◆ Gestellte Aufgabe a
Finde jede Zeile der Einträge, in der die Zeichenfolge "white" vorkommt, und schreibe sie ab. Groß- und Kleinschreibung ist dabei zu beachten.
___ Ausgewählter Textauszug ___
Freitag Vormittag ist die beste Zeit zum Autofahren, da kann man nämlich annähernd so fahren wie man das aus Deutschland kennt. Vor dem Freitagsgebet liegen die meisten Ägypter in ihren Betten, was das Chaos auf den Straßen auf ein Minimum reduziert. Auch morgen gehe ich wieder auf die Piste. Aufgrund des Ramadan gehe ich davon aus, dass da kaum jemand auf der Straße sein wird. Schauen wir mal.
Die Weltgesundheitsmafia aka WHO berichtet ja gerne mal so manche Halbwahrheiten. Vergangene Woche veröffentlichte sie einen Bericht, demzufolge Kairo den zweiten Platz aller Städte weltweit mit der höchsten Luftverschmutzung belegt. Bei der Deutschen Welle belegt Kairo immerhin Platz sechs, der Österreichische Kurier platziert die Stadt auf dem vierten Rang, die Seriosität der Recherche relativiert sich aber schon in der ersten Zeile, in der die Einwohnerzahl mit 9 Millionen angegeben wird. Die Frage, was da jetzt stimmt oder nicht lässt zwar tief in die europäische Medienberichterstattung blicken, ist aber eigentlich auch gar nicht so wichtig, denn eines ist klar: die Luft in Kairo ist schlecht. Richtig schlecht. Der Körper gewöhnt sich irgendwann daran, zumindest fällt es einem irgendwann nicht mehr auf, welchen Dreck man da tagtäglich einatmet. Anders ist das mit stehendem Material. Wenn das Auto drei Tage steht, bringt man den Schmutz aus der Luft gerade noch so mit der Scheibenwaschanlage weg, nach einer Woche kann man bereits nicht mehr durch die Scheiben schauen. Und das obwohl der Bus in einer Garage steht. Da darf man ruhig mal grimmig schauen.
___ Zu bearbeitende Einträge ___
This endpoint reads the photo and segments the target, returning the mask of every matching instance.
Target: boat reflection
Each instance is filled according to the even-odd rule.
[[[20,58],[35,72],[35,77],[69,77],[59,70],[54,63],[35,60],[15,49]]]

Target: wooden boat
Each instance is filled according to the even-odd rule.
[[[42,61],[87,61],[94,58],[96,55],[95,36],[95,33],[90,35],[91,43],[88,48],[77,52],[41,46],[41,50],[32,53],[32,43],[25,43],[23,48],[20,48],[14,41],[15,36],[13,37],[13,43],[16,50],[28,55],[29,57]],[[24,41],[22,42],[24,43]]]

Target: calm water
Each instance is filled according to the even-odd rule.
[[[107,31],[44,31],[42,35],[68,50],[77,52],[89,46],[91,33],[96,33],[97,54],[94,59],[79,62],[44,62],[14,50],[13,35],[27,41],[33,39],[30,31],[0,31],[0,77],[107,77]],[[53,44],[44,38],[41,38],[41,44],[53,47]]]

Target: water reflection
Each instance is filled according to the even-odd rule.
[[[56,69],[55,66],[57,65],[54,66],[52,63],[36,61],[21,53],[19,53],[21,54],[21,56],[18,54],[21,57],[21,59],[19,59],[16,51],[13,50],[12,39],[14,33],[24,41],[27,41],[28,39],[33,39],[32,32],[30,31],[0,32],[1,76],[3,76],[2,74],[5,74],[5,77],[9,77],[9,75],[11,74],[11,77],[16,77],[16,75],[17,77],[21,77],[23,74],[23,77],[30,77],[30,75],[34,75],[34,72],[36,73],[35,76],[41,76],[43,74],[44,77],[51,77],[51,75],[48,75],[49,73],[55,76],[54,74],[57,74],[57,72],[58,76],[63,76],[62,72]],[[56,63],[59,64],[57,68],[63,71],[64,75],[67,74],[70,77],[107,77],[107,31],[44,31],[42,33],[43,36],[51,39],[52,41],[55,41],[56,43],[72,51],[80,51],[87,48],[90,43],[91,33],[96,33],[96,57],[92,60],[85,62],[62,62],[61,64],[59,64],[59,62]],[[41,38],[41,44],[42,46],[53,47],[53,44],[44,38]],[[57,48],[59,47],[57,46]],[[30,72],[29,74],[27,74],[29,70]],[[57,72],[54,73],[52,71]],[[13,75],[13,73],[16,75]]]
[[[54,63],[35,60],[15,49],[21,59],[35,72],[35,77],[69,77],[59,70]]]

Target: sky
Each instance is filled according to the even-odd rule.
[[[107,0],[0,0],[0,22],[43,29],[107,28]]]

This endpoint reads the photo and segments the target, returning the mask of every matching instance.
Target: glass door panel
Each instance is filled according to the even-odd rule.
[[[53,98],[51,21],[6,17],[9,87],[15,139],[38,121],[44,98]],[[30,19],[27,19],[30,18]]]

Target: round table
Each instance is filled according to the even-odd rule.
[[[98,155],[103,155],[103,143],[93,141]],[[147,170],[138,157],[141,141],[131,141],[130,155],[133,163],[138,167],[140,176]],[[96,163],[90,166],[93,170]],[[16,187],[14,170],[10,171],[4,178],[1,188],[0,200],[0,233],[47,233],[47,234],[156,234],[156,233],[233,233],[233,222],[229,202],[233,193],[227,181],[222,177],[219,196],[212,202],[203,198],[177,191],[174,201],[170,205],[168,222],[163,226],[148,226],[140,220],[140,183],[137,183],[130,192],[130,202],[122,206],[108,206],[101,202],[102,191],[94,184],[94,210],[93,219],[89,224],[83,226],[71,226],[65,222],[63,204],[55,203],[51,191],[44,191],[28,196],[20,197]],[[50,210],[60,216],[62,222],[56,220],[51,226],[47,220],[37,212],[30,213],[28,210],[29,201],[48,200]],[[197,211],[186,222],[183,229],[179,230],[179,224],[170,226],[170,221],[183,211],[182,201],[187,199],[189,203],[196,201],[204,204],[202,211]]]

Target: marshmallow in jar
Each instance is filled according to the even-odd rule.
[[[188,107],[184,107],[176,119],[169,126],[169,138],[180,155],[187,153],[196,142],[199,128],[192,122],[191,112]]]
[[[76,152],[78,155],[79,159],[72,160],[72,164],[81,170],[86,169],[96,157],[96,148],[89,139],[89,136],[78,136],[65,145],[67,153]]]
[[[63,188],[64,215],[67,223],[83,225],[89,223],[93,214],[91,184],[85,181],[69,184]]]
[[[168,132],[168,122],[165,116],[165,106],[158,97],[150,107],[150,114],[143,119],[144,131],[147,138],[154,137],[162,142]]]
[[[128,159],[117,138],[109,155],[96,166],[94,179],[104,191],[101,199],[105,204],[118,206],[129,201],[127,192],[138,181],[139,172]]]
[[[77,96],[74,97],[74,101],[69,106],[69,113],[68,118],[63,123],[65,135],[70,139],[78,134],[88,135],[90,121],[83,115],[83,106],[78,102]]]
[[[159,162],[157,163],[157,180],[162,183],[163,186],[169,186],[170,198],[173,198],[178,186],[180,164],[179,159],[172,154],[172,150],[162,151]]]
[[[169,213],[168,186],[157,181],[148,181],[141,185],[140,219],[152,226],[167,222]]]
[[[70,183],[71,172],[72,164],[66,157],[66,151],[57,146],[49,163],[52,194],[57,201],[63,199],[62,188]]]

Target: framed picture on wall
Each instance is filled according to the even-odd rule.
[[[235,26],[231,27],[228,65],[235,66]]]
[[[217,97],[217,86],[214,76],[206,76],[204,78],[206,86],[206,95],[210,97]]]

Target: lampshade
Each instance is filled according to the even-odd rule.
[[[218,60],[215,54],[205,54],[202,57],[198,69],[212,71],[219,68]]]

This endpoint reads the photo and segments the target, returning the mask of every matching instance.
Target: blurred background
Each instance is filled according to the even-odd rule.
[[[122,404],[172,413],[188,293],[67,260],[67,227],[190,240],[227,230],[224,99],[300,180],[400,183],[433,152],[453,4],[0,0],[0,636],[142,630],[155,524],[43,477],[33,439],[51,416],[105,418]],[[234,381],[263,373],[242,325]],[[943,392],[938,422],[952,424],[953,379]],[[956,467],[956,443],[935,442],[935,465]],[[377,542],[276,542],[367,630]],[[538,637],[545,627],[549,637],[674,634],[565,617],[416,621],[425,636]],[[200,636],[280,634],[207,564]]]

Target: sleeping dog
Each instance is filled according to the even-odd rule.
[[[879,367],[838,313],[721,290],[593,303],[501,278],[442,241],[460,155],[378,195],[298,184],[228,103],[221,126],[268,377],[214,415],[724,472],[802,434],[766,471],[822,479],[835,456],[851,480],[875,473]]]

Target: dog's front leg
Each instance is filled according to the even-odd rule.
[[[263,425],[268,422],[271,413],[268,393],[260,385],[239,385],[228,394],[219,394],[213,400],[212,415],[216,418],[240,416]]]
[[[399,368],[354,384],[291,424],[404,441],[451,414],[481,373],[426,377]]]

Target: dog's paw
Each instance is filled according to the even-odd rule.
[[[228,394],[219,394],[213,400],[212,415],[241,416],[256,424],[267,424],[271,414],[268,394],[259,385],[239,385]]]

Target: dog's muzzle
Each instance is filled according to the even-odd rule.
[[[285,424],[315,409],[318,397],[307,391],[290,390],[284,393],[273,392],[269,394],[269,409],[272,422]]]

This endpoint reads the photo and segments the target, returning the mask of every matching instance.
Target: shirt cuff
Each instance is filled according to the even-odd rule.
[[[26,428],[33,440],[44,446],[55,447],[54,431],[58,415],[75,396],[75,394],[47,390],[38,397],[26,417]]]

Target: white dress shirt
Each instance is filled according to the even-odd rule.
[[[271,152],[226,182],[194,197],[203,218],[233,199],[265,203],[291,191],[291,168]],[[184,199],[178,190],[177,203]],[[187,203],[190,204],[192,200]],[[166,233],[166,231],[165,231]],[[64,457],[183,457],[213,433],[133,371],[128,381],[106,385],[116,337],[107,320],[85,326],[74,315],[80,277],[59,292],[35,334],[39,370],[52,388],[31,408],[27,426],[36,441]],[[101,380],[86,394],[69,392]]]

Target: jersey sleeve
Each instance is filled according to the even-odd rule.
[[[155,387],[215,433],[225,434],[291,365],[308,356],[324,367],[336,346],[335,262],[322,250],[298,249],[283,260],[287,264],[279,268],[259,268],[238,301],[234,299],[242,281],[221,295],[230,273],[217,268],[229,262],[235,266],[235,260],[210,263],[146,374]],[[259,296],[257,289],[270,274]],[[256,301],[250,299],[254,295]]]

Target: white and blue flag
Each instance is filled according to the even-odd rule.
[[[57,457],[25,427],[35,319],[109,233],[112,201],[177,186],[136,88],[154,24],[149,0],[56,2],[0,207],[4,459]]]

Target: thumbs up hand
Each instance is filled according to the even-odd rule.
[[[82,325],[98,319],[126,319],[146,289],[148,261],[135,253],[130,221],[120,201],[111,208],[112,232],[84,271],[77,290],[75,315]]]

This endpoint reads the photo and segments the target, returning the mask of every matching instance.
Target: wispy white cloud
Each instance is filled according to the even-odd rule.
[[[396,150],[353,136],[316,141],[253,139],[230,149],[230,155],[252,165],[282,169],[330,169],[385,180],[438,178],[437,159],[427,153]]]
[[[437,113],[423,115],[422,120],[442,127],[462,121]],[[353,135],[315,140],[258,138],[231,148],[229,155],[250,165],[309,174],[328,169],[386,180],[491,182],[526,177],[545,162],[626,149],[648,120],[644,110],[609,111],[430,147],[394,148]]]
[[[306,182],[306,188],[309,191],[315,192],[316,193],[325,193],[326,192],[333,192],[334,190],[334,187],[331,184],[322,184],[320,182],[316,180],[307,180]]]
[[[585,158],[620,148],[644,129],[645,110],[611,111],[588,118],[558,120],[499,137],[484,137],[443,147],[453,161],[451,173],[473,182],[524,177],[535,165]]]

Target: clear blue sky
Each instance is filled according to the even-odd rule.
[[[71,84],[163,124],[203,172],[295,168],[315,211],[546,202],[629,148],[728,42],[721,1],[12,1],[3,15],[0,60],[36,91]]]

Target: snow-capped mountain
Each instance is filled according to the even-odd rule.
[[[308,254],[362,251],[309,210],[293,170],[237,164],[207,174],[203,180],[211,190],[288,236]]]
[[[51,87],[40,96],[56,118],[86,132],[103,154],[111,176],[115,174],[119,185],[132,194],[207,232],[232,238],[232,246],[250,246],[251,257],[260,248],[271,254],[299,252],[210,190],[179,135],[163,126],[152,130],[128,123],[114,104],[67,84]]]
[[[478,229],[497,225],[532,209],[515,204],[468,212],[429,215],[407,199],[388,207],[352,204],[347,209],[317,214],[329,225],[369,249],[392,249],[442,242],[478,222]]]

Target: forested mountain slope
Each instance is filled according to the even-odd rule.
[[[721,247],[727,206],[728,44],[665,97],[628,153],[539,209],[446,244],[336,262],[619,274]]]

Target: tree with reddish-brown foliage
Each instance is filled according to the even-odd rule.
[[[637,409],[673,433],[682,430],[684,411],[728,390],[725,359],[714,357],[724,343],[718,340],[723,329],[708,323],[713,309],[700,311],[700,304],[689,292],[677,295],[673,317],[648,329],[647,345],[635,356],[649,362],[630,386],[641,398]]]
___
◆ Gestellte Aufgabe b
Beantworte anhand des Textes über Kairo die folgenden Fragen:
(i) Welchen Platz belegt Kairo laut dem Bericht der WHO unter den Städten mit der höchsten Luftverschmutzung?
(ii) Mit welcher Einwohnerzahl gibt der Österreichische Kurier Kairo an?
(iii) Nach wie vielen Tagen Stillstand bekommt man den Schmutz gerade noch mit der Scheibenwaschanlage vom Auto?

◆ Erwartete Lösung a
Target: white dress shirt
Target: white and blue flag
Target: wispy white cloud

◆ Erwartete Lösung b
(i) Den zweiten Platz.
(ii) Mit 9 Millionen.
(iii) Nach drei Tagen.